__EXERCISE REQUIREMENTS__:
Can you render the entries from their start up to and including the line with "28 114 L 26" as a Markdown table with columns "Row" and "Line", omitting blank lines?

[Rows from a dataset]
>> begin
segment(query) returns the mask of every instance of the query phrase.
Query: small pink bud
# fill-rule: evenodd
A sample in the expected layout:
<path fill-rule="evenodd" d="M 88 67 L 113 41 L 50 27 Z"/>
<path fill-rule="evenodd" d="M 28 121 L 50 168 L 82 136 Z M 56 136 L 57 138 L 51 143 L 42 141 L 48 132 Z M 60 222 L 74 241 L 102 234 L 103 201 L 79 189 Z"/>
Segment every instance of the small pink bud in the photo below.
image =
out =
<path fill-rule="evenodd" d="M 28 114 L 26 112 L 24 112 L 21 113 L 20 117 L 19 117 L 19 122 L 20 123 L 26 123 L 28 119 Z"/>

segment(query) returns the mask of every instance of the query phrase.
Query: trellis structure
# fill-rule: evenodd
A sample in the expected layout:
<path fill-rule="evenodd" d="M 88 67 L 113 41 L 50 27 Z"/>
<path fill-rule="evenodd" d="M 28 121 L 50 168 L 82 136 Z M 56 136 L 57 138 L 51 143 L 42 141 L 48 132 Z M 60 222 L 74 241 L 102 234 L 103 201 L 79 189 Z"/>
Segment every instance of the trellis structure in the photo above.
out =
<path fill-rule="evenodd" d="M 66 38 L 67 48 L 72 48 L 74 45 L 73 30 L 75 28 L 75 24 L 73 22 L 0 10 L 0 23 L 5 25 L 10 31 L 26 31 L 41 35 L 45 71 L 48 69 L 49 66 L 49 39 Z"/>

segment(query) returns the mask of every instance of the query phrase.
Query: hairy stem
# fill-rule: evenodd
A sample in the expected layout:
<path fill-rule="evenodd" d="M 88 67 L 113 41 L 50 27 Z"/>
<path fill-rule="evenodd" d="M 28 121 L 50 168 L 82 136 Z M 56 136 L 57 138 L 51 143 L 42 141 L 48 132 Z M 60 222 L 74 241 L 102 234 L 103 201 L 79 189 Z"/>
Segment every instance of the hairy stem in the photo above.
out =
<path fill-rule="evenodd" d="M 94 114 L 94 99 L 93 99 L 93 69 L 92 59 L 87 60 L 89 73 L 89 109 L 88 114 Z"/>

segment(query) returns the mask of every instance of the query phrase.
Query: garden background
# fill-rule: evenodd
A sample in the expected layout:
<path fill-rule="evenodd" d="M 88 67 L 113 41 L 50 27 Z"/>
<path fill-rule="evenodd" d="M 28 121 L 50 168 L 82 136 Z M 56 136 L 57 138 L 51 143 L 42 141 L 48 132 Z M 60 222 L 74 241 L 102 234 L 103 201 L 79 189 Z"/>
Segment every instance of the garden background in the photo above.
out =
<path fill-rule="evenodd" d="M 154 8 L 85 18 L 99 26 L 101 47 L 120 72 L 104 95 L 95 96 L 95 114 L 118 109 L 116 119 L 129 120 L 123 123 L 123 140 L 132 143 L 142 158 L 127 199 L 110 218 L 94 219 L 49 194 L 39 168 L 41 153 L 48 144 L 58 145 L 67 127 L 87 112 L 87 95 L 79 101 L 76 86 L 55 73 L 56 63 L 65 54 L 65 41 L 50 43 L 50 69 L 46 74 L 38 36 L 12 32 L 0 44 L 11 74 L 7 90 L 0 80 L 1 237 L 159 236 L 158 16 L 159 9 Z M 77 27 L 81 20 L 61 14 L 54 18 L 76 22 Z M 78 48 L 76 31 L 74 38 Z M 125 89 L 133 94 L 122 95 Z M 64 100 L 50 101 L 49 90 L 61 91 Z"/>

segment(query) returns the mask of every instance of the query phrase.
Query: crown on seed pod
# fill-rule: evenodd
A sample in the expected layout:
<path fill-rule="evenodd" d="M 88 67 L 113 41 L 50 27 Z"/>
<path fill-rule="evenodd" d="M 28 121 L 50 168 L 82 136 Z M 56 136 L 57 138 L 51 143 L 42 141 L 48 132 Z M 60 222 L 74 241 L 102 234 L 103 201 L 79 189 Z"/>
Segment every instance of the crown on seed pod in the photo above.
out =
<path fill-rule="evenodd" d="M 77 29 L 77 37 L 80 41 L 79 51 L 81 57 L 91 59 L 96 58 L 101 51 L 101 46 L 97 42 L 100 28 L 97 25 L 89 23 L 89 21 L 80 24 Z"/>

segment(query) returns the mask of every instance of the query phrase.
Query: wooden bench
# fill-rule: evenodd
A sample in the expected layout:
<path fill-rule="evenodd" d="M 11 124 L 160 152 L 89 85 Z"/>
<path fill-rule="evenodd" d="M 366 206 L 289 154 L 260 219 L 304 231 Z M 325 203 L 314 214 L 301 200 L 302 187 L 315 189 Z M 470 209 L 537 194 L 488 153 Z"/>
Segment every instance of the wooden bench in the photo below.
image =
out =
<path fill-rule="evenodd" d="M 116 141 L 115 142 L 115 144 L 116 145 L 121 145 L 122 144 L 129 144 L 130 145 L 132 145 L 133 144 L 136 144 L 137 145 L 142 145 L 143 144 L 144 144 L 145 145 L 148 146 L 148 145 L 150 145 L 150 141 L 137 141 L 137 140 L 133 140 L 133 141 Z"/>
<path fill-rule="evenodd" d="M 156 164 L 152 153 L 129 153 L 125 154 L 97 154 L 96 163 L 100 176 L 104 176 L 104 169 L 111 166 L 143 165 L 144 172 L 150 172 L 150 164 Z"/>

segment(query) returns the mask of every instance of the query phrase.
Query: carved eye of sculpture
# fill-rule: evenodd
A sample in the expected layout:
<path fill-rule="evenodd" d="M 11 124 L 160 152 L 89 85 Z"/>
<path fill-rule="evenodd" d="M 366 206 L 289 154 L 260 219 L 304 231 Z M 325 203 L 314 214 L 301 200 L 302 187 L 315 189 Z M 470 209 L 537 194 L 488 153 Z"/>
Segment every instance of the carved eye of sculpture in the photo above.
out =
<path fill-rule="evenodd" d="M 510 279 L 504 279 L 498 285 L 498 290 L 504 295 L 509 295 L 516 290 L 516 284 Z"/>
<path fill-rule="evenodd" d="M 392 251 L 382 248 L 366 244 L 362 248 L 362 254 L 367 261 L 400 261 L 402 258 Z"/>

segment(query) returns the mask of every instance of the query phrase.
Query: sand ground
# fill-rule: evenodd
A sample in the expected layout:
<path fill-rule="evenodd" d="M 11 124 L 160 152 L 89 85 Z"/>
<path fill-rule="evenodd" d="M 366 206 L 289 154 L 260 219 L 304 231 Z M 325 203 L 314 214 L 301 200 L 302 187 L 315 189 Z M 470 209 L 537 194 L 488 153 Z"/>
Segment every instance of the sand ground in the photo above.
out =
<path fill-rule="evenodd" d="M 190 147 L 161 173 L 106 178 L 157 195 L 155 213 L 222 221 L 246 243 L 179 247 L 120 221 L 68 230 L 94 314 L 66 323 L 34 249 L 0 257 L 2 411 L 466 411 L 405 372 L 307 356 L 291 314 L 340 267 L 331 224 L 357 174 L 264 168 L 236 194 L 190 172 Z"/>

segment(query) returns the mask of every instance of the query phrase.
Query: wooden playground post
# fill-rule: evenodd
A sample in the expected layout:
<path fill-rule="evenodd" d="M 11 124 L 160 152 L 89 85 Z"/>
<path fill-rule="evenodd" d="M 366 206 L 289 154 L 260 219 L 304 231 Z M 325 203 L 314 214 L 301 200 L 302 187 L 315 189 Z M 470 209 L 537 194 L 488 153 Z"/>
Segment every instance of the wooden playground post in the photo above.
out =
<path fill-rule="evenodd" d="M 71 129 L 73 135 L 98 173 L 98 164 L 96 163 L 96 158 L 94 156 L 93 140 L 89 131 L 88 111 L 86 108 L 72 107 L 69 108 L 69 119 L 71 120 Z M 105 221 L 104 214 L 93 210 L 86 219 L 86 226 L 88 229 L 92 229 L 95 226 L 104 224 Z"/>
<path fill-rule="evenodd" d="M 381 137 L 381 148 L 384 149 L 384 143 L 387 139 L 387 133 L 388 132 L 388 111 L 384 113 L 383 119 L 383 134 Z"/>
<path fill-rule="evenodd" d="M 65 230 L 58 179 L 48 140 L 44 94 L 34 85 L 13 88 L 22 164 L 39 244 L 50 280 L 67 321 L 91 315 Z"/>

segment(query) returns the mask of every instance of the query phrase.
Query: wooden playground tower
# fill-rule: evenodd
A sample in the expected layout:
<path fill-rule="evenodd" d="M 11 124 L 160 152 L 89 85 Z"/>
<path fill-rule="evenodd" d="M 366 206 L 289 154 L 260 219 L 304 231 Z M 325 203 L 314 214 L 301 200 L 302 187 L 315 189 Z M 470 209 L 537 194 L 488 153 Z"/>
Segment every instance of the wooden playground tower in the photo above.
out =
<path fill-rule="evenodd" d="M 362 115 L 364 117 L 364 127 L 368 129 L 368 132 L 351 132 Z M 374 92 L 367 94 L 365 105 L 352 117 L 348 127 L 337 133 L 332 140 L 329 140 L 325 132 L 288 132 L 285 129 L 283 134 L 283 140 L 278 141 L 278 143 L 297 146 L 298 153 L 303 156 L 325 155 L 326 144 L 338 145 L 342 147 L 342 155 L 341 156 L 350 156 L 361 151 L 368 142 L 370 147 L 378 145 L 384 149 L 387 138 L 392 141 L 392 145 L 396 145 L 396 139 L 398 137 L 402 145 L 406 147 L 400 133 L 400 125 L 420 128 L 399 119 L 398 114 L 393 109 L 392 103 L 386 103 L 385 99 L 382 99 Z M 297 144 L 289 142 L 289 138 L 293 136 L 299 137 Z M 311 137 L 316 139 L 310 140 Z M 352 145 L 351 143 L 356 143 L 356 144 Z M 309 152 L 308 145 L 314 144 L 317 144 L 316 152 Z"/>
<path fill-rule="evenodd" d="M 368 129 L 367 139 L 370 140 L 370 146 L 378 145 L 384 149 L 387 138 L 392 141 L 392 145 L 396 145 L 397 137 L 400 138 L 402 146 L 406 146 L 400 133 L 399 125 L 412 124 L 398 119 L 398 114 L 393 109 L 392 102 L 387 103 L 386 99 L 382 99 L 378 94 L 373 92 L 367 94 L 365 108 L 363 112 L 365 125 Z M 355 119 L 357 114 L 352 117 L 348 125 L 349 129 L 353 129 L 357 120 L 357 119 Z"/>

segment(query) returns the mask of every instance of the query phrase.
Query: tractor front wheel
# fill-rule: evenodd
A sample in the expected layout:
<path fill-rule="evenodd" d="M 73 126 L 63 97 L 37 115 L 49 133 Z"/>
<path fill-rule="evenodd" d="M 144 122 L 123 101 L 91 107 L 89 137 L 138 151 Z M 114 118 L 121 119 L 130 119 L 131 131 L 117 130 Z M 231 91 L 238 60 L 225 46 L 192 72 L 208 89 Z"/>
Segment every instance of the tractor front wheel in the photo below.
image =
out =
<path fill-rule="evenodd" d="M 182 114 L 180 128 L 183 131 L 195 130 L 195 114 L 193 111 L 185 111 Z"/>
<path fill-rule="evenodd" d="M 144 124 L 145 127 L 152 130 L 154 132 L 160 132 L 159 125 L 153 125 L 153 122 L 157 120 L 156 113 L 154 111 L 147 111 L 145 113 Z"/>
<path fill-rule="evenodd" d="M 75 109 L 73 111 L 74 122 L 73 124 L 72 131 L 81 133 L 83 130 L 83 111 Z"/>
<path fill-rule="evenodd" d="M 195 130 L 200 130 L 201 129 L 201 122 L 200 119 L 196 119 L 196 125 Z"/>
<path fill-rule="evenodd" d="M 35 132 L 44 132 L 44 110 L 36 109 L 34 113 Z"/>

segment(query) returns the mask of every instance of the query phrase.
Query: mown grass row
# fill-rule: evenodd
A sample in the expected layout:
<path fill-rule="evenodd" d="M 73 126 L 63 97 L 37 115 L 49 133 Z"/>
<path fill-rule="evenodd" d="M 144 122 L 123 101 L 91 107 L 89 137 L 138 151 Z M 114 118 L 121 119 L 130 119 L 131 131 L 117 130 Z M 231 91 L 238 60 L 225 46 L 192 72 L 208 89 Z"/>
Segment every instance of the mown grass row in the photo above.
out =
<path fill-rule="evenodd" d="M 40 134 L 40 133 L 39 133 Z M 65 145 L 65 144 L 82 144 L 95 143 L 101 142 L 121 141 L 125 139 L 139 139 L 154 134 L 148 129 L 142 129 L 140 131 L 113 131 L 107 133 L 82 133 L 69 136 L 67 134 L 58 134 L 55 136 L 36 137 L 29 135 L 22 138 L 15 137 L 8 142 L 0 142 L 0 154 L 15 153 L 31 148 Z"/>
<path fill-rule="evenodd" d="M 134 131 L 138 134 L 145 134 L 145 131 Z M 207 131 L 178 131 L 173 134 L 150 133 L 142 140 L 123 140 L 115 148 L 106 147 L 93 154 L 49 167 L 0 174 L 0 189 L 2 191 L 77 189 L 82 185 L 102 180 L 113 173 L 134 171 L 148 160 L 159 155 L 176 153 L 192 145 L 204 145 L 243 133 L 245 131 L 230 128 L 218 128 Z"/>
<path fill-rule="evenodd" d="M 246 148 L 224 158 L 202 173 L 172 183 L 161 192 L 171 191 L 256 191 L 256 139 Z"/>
>> end
__RESULT BELOW__:
| Row | Line |
|---|---|
| 1 | segment(query) returns the mask of every instance of the query phrase. |
| 2 | Query: small pink bud |
| 3 | # fill-rule: evenodd |
| 4 | A sample in the expected layout: |
| 5 | <path fill-rule="evenodd" d="M 88 67 L 113 41 L 50 27 Z"/> |
| 6 | <path fill-rule="evenodd" d="M 28 121 L 50 168 L 82 136 Z M 56 136 L 57 138 L 51 143 L 42 141 L 48 132 Z M 60 222 L 74 241 L 102 234 L 103 201 L 79 189 Z"/> |
| 7 | Segment every instance of the small pink bud in the photo below. |
| 8 | image = |
| 9 | out = |
| 10 | <path fill-rule="evenodd" d="M 28 114 L 26 112 L 24 112 L 21 113 L 20 117 L 19 117 L 19 122 L 20 123 L 26 123 L 28 119 Z"/> |